VORLIEGENDER AUSZUG =>

>>>>

Wo es Systeme gibt, muss es auch eine zugehörige Umwelt geben. Das ist keine große systemtheoretische Neuigkeit, sondern schlicht logisch unumgänglich. Ungleich kniffliger wird es bei der Frage nach der Grenze zwischen System und Umwelt. Im Alltag hält man diese schnell mal für gegeben. Wir glauben zu wissen, wo ein Gegenstand aufhört und wo ein anderer anfängt: Das vor mir ist ein Hund und das drumherum gehört nicht dazu.
Doch diese Antwort gerät leicht ins Wanken: Gehört das ausgefallene Haar noch zum Hund oder schon zur Umwelt? Und wie ist das, wenn das Haar zwar nicht mehr verwurzelt ist, aber noch im Fell hängt? Meint man darauf noch klare Antworten zu finden, kann man den Schwierigkeitsgrad erhöhen: Warum ist das bei einem Unfall verlorene Hinterbein nicht mehr Hund, der Rest aber schon – und nicht umgekehrt? Wann genau beginnt der Hund nach der Zeugung eigentlich ein Hund zu sein und wann genau hört er damit im Fall des Todes auf? Ist der tote Hund ein Hund und wie steht es mit den Überresten nach einer ordentlichen Bestattung? Und was ist eigentlich mit den Milliarden Darmbakterien? Gehören sie zum Hund oder zu sich selbst?

<<<<

ARBEITSANWEISUNGEN =>
1 > Was muss es laut dem Auszug zu System und Umwelt überall dort geben, wo es Systeme gibt?
2 > Führen Sie den Auszug zu System und Umwelt ab seinem letzten Satz weiter.

BEREITGESTELLTE DATEN =>

>>>>

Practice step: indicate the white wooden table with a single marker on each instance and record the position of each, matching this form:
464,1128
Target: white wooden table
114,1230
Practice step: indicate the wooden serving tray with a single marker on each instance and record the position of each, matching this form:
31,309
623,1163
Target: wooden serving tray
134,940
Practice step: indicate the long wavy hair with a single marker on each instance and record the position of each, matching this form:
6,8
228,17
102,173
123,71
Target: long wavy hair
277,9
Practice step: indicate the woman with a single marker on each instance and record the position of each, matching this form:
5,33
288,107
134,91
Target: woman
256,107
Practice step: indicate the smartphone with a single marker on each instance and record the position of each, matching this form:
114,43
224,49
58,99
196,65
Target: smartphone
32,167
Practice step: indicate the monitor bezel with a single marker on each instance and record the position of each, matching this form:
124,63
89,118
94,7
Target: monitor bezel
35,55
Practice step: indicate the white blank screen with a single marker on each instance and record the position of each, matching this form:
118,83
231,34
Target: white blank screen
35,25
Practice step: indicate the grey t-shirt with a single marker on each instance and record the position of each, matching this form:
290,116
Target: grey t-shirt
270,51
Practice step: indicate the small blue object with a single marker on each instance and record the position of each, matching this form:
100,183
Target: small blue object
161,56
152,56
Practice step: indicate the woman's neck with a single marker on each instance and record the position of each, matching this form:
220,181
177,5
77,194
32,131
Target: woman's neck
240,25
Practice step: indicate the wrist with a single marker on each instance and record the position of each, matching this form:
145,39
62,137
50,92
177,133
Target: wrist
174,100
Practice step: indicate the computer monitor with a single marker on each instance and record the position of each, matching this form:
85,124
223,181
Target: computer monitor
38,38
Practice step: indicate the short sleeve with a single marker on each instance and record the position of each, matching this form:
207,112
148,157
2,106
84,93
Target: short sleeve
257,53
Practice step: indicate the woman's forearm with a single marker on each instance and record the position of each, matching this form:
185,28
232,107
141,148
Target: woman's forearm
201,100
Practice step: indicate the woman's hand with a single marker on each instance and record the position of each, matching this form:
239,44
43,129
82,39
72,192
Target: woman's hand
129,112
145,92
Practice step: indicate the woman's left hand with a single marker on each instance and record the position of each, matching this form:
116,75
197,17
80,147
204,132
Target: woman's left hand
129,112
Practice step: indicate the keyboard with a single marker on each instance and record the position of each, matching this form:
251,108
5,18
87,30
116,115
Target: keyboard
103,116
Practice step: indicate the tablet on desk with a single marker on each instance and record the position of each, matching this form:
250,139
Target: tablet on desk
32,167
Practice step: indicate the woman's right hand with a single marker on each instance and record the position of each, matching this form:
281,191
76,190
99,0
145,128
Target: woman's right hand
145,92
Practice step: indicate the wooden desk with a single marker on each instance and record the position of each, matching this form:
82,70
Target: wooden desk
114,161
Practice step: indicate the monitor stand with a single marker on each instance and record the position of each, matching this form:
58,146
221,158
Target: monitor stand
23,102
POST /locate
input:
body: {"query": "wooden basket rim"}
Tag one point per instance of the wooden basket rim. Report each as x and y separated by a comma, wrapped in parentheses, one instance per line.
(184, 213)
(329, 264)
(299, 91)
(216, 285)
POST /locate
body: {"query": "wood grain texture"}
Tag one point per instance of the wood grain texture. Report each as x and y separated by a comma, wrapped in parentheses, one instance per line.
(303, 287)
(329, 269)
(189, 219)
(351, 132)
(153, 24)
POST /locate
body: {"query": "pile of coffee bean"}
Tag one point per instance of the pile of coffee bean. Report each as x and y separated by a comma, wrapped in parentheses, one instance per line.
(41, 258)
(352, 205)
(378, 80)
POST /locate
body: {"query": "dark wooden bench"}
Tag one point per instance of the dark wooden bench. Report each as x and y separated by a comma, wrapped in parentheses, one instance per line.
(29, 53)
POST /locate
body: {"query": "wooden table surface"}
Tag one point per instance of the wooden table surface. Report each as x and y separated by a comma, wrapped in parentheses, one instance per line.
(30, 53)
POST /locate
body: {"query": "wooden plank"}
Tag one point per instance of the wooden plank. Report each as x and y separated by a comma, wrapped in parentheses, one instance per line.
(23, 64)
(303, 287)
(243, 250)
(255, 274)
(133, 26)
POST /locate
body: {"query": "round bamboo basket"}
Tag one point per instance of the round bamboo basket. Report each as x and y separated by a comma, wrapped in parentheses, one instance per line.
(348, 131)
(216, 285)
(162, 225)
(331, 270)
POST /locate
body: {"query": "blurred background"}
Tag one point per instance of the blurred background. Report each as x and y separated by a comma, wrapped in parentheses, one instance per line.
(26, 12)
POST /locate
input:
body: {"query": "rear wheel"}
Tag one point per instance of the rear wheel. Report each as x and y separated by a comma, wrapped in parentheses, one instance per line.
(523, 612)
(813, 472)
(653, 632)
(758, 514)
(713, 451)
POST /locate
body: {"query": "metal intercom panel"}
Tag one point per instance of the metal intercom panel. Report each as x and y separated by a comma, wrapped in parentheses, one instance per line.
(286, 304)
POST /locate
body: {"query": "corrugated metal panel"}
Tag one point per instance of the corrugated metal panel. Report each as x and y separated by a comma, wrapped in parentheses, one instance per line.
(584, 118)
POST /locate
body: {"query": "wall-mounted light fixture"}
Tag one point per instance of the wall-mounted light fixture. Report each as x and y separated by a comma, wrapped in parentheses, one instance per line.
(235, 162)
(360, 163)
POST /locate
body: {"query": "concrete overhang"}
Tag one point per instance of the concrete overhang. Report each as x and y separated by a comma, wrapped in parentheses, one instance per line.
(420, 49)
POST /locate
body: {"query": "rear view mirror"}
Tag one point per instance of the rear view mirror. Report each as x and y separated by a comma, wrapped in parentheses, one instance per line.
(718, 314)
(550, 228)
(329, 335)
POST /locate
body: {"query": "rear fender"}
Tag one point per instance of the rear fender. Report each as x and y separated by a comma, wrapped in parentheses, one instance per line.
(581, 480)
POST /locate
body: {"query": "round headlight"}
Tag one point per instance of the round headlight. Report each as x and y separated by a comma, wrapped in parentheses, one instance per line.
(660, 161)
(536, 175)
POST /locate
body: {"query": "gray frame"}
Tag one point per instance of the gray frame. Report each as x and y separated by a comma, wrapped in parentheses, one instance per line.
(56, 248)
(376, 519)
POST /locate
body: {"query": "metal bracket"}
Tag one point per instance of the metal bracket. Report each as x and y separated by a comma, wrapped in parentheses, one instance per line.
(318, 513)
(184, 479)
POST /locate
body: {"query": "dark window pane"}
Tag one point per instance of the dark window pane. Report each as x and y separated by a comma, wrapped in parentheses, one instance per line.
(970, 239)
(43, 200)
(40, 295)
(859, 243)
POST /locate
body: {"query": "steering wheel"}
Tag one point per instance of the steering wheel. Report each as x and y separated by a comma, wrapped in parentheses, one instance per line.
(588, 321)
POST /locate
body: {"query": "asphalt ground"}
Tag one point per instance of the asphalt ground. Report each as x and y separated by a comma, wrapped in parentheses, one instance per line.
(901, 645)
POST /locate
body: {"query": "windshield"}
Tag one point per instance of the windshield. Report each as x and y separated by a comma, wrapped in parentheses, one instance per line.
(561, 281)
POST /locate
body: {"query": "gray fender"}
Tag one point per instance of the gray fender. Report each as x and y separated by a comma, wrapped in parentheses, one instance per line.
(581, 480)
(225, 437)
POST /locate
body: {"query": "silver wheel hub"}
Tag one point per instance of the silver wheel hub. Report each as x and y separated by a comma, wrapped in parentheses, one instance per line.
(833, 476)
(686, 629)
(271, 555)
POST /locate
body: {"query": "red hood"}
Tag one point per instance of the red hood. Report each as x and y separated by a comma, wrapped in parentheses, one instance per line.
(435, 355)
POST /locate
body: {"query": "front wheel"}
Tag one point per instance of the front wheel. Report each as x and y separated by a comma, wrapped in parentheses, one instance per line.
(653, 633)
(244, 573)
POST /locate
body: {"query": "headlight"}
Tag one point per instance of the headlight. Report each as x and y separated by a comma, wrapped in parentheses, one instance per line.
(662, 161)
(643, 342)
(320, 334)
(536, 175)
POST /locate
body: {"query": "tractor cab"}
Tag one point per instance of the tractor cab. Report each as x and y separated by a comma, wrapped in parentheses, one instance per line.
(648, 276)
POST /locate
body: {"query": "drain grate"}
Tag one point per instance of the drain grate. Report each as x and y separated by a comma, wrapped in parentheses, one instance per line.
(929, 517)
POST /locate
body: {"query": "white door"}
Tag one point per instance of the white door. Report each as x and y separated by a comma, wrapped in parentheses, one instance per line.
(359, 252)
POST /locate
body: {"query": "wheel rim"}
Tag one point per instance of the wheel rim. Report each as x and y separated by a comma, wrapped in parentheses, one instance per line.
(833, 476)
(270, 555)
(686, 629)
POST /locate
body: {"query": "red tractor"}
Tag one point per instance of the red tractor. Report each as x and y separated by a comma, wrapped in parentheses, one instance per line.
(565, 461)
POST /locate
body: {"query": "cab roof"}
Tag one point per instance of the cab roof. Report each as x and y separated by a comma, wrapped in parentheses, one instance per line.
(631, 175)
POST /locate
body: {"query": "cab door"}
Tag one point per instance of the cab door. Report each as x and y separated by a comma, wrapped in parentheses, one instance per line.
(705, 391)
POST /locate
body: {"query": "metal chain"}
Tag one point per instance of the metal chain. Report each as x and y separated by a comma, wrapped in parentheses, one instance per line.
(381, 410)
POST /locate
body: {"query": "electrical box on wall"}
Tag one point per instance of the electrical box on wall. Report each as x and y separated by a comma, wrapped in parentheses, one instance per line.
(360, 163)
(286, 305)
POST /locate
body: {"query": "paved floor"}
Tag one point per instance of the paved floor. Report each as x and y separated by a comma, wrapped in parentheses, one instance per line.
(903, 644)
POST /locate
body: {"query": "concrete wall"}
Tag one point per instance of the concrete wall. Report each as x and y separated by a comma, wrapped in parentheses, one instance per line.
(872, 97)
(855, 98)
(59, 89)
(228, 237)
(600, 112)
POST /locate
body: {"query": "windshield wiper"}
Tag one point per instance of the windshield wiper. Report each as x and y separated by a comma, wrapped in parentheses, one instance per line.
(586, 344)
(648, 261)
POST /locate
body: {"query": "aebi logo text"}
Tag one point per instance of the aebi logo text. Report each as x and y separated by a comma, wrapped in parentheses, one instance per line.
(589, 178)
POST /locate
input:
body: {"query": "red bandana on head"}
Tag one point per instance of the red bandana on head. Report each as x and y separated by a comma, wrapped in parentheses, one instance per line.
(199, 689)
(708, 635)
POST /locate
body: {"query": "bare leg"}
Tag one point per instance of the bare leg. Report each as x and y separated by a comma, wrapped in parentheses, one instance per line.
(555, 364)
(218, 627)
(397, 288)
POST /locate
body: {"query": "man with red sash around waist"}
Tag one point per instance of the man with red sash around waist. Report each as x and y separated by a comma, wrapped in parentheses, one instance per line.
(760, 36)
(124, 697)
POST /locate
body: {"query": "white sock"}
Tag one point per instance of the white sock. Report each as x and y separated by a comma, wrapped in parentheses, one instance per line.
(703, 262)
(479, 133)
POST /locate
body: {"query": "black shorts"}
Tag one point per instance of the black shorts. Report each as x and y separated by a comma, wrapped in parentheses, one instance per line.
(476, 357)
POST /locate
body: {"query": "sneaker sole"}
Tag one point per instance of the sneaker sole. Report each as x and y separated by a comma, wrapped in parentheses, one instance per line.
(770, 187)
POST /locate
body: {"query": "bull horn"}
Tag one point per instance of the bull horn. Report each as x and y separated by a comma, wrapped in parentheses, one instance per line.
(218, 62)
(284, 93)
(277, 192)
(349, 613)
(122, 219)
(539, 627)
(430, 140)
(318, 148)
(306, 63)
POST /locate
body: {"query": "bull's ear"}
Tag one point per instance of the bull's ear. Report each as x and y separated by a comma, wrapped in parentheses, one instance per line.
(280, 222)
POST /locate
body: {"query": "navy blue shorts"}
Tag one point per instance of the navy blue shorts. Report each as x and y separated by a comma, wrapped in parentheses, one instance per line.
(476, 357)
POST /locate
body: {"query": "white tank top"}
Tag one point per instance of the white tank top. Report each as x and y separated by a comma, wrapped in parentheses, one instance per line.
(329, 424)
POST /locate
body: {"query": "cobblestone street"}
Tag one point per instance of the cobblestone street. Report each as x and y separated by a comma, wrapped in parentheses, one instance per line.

<<<<

ERGEBNISSE =>
1 > Eine zugehörige Umwelt.

2 >
Man kann zwar versuchen, auf all das im Einzelnen eine Antwort zu finden, kommt dabei aber nicht daran vorbei, dass die Natur nirgends Etiketten aufgeklebt hat, dass sie nirgends Hund draufgeschrieben hat. Die Natur kennt keine Hunde. Nur allzu oft vergisst man im Alltag, dass nicht die Natur, sondern wir Menschen festgelegt haben, was Hund und was nicht Hund ist. So sehr wir uns dabei an in der natürlichen Umwelt vorfindbaren Unterscheidungen zu orientieren suchen, so sind es doch wir, die schlussendlich die Unterscheidungen vornehmen.
Sind meine Worte ein Teil von mir?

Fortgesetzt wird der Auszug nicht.